--- Begin ---
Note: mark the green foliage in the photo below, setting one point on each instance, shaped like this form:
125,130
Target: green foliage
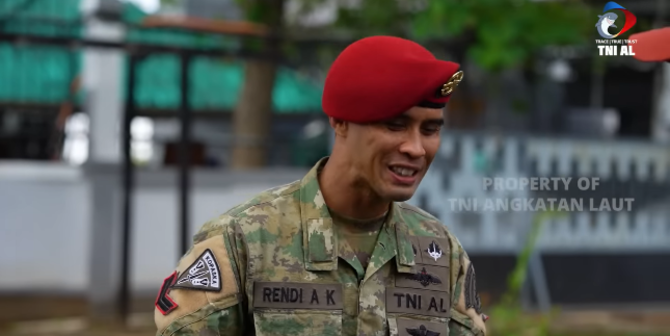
506,32
508,317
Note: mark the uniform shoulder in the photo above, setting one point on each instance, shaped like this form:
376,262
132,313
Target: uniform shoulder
--- End ---
**Exercise brief**: Copy the records above line for line, without changing anything. Leave out the picture.

**Solution to the exercise**:
Note: mark the green foliage in the photo below, setting one point on each instance, shaped like this form:
125,130
Target: green foliage
506,32
508,317
Note: mark the uniform shoulder in the photo above, setting one point on each instance, shaped like this form:
376,262
132,313
Target: uniform shoulder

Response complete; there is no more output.